Amendment, by leave, withdrawn.

Exemptions agreed to.

Division VIII. - Earthenware, cement, china, glass, and stone.

Item83. - Cement, Portland, plaster of Paris, and other like preparations having magnesia or sulphate of lime as a basis, also gypsum, not prepared, percwt.,1s.

Mr. WATSON (Bland).- I think we ought to deal with these items separately, and in my opinion the duty of1s. per cwt. proposed upon cement is too high. It is equivalent to 3s. 4½d. a cask, and when it is remembered that cement is sometimes as low as 9s. 6d. and 10s. a cask retail in Sydney, it will be admitted that this is a very high duty upon an article which has a great deal of natural protection. If we cannot reduce the duty to 6d., I think it should be reduced to at least 9d. per cwt. I do not propose to move an amendment at this stage, but taking everything into consideration I believe that the people engaged in the industry could do with a lower duty than that proposed. I would never advocate a duty so high as to give an opportunity to local manufacturers to raise prices unduly against the consumer. If we have a moderate duty we have some chance of keeping the balance between the importer and the local manufacturer. I do not think that can be done with a duty which amounts on ordinary prices to 33 per cent. This duty may be even more than that upon the landed price of the imported article, but upon the ordinary price of cement in the open market it is over 33 per cent.

Mr MAUGER:
Melbourne Ports

– I am exceedingly sorry to hear the remarks of the honorable member for Bland, because he has forgotten that the competition to which our manufacturers are subjected is exceedingly unfair. This article is being imported largely from Germany; it is bounty fed, and it is brought here in subsidized ships.

Data excerpts =

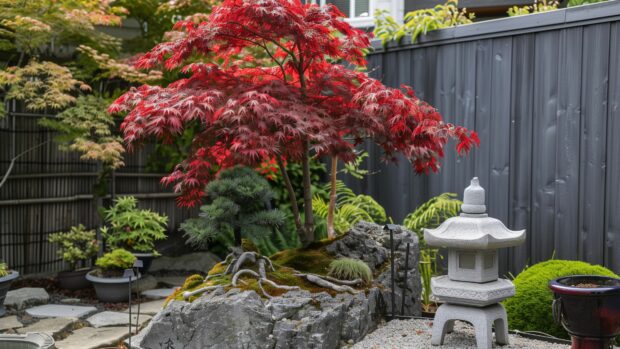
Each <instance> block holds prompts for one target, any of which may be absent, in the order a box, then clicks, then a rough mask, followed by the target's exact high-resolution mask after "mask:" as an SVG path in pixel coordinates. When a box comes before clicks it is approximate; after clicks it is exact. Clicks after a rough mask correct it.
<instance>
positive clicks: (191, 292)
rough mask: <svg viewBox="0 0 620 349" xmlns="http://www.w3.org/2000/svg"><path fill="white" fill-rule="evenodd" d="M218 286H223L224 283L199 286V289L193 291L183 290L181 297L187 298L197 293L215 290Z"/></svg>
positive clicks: (184, 298)
mask: <svg viewBox="0 0 620 349" xmlns="http://www.w3.org/2000/svg"><path fill="white" fill-rule="evenodd" d="M219 287H225V286H224V285H216V286H207V287H203V288H199V289H197V290H194V291H185V292H183V298H184V299H188V298H189V297H191V296H195V295H198V294H201V293H205V292H209V291H212V290H215V289H217V288H219Z"/></svg>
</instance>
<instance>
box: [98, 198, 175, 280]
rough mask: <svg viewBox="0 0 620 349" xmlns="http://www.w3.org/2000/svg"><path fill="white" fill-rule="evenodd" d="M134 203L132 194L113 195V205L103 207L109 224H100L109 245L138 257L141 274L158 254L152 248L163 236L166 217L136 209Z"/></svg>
mask: <svg viewBox="0 0 620 349" xmlns="http://www.w3.org/2000/svg"><path fill="white" fill-rule="evenodd" d="M137 205H138V200H136V198H134V197H133V196H124V197H119V198H118V199H116V200H115V201H114V205H113V206H112V207H110V208H109V209H107V210H105V211H104V213H105V219H106V221H107V223H108V224H109V227H104V228H102V229H101V233H102V236H103V237H104V239H105V241H106V243H107V244H108V246H109V247H110V248H112V249H116V248H123V249H126V250H128V251H131V252H132V253H133V254H134V255H135V256H136V257H137V258H138V259H139V260H141V261H142V263H143V267H142V268H140V273H141V274H144V273H146V272H147V271H148V269H149V267H150V266H151V262H152V261H153V259H154V258H156V257H157V256H158V255H159V254H158V253H157V251H155V241H157V240H163V239H165V238H166V230H167V224H168V217H166V216H162V215H160V214H158V213H157V212H153V211H151V210H143V209H138V208H137Z"/></svg>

Work item = From the parliamentary debate excerpt, list every material named in the heading of Division VIII.

Answer area = Earthenware, cement, china, glass, and stone.